»»
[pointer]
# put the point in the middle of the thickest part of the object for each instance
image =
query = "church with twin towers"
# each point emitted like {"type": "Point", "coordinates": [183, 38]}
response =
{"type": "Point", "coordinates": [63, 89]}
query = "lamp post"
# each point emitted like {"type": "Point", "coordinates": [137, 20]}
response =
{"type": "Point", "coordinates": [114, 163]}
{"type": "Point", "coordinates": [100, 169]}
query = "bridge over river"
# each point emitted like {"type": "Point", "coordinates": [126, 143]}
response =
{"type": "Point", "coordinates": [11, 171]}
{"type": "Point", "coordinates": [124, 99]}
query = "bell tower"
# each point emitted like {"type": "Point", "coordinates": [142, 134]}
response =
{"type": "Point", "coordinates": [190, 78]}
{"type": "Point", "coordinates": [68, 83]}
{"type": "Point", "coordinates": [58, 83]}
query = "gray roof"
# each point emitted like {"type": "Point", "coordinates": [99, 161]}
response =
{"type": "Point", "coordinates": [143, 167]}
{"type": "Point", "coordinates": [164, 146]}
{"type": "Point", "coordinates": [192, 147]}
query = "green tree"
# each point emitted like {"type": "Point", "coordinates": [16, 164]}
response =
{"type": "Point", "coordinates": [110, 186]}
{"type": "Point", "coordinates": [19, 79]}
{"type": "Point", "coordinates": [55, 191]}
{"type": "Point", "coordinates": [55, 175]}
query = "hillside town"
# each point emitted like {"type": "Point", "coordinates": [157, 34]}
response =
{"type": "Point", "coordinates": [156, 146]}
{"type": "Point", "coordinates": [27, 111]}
««
Write out every one of the records above, character for character.

▶ Result:
[pointer]
# put the point in the middle of the thickest part of the object for each instance
image =
query = "church with twin towers"
# each point emitted like {"type": "Point", "coordinates": [183, 38]}
response =
{"type": "Point", "coordinates": [63, 89]}
query = "lamp post"
# each point emitted like {"type": "Point", "coordinates": [137, 20]}
response =
{"type": "Point", "coordinates": [114, 163]}
{"type": "Point", "coordinates": [100, 169]}
query = "bridge over river"
# each point emitted like {"type": "Point", "coordinates": [126, 143]}
response =
{"type": "Point", "coordinates": [11, 171]}
{"type": "Point", "coordinates": [124, 99]}
query = "bell tower"
# each point emitted like {"type": "Point", "coordinates": [142, 134]}
response =
{"type": "Point", "coordinates": [190, 78]}
{"type": "Point", "coordinates": [68, 83]}
{"type": "Point", "coordinates": [58, 83]}
query = "gray roof"
# each point emitted like {"type": "Point", "coordinates": [99, 161]}
response =
{"type": "Point", "coordinates": [143, 167]}
{"type": "Point", "coordinates": [164, 146]}
{"type": "Point", "coordinates": [192, 147]}
query = "green tree"
# each point emitted like {"type": "Point", "coordinates": [16, 164]}
response =
{"type": "Point", "coordinates": [110, 186]}
{"type": "Point", "coordinates": [19, 79]}
{"type": "Point", "coordinates": [55, 191]}
{"type": "Point", "coordinates": [55, 175]}
query = "hillside town"
# each point emitted like {"type": "Point", "coordinates": [157, 34]}
response =
{"type": "Point", "coordinates": [156, 146]}
{"type": "Point", "coordinates": [27, 111]}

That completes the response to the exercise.